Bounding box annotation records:
■ ■ ■ ■
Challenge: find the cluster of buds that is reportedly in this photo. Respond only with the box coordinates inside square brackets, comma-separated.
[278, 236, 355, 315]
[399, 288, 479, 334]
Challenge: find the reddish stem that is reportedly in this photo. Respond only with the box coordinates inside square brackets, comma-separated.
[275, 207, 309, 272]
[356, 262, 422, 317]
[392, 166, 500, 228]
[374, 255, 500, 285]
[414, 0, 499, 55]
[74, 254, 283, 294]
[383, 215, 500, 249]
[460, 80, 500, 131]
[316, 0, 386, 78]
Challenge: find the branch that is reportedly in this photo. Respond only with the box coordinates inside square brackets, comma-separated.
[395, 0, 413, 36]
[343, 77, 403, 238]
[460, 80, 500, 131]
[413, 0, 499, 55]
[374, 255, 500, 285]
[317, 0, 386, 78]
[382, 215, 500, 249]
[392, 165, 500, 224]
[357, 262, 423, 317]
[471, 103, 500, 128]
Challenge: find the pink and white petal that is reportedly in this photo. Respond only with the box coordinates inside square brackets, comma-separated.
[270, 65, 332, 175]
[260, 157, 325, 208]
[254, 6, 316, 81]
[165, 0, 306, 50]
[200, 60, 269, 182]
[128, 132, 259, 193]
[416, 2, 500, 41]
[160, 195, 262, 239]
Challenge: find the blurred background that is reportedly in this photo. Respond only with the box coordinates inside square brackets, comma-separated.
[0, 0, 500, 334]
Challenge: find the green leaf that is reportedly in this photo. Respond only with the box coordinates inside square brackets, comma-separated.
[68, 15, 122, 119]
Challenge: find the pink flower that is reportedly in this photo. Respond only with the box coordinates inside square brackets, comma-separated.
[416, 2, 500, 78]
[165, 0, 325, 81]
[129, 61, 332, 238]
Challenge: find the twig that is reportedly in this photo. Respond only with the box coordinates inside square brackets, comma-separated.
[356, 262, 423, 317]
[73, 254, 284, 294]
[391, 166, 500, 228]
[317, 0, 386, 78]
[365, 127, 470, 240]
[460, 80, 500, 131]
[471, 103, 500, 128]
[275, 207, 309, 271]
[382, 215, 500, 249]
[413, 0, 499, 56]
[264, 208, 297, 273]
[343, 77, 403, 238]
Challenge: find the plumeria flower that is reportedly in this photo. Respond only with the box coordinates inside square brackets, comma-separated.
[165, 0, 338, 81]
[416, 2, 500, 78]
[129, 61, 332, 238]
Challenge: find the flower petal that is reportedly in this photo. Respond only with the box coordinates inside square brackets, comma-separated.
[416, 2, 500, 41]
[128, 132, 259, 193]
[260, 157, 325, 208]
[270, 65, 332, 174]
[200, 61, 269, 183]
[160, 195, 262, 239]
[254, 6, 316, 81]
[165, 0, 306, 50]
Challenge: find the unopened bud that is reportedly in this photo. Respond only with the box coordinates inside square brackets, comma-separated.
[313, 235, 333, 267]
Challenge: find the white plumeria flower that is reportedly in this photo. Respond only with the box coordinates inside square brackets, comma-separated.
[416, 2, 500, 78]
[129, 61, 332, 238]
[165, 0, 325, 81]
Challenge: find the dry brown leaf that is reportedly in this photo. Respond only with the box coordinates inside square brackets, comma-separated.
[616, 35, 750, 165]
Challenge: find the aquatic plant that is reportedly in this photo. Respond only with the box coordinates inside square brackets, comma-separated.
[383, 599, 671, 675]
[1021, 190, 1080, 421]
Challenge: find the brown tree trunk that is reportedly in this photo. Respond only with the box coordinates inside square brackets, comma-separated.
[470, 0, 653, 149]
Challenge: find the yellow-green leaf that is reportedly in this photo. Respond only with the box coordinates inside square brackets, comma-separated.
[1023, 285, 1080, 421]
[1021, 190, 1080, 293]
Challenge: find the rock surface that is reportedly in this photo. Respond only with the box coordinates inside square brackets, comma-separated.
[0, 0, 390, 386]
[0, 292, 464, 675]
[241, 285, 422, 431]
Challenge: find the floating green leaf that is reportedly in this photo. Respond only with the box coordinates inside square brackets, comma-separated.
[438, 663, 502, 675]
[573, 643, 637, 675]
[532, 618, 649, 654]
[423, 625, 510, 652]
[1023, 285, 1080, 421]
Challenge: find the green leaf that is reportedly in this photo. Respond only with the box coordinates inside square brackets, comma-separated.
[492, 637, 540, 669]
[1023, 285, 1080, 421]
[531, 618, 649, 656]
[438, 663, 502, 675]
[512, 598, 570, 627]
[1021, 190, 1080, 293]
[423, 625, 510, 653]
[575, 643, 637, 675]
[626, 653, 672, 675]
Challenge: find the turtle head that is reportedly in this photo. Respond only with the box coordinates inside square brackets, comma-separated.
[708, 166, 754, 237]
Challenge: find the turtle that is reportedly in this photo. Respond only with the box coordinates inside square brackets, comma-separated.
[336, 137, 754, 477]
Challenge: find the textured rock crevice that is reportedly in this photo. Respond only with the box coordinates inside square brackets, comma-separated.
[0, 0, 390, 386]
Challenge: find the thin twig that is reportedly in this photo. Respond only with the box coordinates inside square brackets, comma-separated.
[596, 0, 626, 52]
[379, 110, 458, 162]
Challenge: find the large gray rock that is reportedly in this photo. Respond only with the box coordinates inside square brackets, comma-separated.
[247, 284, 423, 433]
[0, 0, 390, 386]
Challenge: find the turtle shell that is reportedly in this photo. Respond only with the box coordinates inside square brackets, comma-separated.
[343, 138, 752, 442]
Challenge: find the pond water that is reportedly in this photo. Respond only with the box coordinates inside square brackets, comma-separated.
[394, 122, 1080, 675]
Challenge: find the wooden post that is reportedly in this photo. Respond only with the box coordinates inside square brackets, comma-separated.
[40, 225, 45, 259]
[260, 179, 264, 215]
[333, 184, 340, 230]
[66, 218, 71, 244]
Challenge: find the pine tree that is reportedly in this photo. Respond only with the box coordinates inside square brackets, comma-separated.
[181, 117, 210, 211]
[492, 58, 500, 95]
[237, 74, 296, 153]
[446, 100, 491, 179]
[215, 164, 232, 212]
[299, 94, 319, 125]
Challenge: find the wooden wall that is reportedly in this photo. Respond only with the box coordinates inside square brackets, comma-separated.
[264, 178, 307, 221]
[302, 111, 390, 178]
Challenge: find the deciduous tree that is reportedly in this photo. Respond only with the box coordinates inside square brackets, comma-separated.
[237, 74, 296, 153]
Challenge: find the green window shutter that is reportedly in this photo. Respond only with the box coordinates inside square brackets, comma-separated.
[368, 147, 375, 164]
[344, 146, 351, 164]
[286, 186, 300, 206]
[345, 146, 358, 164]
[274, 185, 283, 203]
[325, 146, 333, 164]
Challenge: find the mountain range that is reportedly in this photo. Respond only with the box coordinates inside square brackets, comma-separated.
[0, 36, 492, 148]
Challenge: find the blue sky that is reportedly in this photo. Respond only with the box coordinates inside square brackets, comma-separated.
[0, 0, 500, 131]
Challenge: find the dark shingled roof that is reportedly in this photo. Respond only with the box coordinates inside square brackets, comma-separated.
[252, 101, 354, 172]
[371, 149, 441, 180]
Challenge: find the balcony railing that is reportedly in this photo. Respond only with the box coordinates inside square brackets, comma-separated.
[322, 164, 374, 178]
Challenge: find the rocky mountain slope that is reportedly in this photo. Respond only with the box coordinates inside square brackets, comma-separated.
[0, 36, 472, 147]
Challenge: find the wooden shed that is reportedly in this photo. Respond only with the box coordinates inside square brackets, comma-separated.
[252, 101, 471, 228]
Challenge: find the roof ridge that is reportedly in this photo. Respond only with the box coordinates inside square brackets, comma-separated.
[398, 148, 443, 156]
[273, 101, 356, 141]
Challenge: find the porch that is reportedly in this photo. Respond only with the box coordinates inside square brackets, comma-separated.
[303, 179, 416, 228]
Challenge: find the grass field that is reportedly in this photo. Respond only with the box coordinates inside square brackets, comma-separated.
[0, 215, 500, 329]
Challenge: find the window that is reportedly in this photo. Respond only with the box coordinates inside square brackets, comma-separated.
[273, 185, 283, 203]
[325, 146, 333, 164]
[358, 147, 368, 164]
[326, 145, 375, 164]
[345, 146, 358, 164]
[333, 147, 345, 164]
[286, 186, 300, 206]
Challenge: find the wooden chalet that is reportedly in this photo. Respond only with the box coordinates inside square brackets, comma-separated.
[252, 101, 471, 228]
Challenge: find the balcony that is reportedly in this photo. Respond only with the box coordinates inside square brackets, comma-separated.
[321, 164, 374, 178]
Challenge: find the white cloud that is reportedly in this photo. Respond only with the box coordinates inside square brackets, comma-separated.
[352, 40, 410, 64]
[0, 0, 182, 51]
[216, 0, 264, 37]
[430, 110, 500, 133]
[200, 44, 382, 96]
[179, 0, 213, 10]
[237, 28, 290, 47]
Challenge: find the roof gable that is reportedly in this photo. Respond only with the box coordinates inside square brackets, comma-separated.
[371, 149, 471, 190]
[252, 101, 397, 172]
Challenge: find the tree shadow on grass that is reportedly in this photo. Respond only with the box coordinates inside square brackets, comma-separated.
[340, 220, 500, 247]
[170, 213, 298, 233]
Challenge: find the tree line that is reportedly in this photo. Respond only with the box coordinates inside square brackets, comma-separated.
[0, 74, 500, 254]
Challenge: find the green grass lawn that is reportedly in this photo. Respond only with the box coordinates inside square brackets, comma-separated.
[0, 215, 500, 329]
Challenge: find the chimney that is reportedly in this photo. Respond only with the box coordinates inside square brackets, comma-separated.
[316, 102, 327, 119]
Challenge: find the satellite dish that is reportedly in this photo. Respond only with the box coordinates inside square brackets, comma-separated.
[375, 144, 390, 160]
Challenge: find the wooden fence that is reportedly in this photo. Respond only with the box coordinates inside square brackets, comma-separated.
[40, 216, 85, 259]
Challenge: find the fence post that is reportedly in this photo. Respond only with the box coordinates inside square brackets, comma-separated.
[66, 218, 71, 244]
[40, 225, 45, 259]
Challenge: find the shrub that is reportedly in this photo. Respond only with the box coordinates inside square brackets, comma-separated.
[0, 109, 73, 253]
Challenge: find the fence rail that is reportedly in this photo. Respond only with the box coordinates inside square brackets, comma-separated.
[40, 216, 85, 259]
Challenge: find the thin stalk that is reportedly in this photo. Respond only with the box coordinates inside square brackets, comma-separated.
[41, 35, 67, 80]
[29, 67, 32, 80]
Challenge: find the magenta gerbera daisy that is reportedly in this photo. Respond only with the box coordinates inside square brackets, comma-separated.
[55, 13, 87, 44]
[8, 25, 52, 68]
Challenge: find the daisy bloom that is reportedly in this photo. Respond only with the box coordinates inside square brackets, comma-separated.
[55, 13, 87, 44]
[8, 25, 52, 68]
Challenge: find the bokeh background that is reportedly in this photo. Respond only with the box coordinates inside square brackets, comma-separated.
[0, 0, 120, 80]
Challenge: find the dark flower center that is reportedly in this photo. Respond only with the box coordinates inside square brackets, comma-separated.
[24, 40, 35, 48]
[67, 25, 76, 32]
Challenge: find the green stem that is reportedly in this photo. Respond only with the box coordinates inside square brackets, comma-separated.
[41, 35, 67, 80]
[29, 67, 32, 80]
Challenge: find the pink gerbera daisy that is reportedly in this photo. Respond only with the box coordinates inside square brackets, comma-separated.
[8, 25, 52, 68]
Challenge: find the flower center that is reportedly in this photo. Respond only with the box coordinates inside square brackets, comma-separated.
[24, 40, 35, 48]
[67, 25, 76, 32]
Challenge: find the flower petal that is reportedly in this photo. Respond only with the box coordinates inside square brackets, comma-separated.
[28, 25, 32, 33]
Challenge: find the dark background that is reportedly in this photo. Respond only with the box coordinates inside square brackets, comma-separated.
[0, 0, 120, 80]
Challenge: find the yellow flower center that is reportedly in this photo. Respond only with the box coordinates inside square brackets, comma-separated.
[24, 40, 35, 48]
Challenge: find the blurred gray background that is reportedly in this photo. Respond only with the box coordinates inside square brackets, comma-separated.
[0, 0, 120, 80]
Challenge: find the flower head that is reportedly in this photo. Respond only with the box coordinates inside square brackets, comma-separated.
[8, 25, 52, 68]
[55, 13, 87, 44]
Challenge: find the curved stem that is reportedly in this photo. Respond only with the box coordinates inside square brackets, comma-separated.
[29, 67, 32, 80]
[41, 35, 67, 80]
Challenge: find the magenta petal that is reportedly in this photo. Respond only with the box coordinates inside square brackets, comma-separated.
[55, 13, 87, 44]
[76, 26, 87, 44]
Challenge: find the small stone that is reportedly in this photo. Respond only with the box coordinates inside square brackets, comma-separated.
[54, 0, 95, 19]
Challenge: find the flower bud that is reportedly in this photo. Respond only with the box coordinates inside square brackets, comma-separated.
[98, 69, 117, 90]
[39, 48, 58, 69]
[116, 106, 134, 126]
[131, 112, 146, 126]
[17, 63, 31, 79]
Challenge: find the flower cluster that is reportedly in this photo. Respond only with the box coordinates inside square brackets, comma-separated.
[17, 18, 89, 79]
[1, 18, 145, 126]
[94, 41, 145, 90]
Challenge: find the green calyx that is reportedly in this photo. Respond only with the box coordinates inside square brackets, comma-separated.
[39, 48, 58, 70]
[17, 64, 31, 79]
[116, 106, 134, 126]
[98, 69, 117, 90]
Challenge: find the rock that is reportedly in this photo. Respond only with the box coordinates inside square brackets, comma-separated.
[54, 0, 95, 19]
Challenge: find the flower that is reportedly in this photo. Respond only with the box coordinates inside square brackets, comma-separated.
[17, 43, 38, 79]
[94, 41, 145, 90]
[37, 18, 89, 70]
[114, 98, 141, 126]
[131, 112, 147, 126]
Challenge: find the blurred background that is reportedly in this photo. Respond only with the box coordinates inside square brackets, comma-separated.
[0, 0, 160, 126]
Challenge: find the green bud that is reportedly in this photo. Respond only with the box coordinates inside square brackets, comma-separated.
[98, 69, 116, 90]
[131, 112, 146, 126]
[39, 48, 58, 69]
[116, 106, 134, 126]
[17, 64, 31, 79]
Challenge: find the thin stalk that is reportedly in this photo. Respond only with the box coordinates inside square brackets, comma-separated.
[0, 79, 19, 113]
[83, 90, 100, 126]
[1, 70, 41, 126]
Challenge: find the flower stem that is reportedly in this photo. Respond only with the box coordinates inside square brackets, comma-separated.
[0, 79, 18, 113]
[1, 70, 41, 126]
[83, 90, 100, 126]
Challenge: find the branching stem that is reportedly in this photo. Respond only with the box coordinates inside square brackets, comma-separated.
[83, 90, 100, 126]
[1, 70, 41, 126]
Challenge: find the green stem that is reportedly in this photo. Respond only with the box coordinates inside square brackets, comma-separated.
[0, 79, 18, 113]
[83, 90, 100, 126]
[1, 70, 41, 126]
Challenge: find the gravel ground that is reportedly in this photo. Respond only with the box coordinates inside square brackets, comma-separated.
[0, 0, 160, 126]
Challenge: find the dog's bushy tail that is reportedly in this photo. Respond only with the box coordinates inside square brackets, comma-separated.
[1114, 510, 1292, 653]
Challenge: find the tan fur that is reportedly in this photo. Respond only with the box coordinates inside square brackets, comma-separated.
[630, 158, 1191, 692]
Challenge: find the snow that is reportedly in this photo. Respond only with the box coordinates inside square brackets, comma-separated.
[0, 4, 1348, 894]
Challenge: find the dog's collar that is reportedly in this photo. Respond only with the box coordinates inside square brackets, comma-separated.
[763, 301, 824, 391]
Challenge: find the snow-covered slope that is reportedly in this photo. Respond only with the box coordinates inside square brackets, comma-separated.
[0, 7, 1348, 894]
■ ■ ■ ■
SHORT PROBLEM: Recast the records from their start through the line containing "[399, 288, 479, 334]" as a two-column CSV with the columns "request" and "answer", one row per request. Place each request's text and its answer in a single quoted field apiece, with line breaks replaced by spaces.

ANSWER TO THIS EXERCISE:
request,answer
"Challenge: find the cluster of buds that is reportedly in this photo. Respond only with the box coordinates inside square brackets, comma-separated.","[278, 236, 355, 315] [399, 288, 479, 334]"